→ PROVIDED INFORMATION
_____
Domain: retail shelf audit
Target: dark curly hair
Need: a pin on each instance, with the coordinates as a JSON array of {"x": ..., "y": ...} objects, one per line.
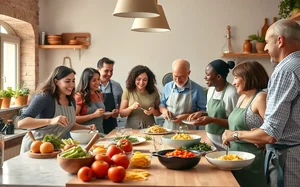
[
  {"x": 135, "y": 72},
  {"x": 84, "y": 84}
]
_____
→ TASK BRIEF
Swap "curly" for "wavy" throughout the listing, leaving everything else unchanged. Leave the pictures out.

→ EXERCISE RESPONSE
Domain: retail shelf audit
Target: dark wavy hair
Need: a pin on each instance, with the coordinates as a JSON array of {"x": ..., "y": ...} objects, one per line.
[
  {"x": 135, "y": 72},
  {"x": 84, "y": 84}
]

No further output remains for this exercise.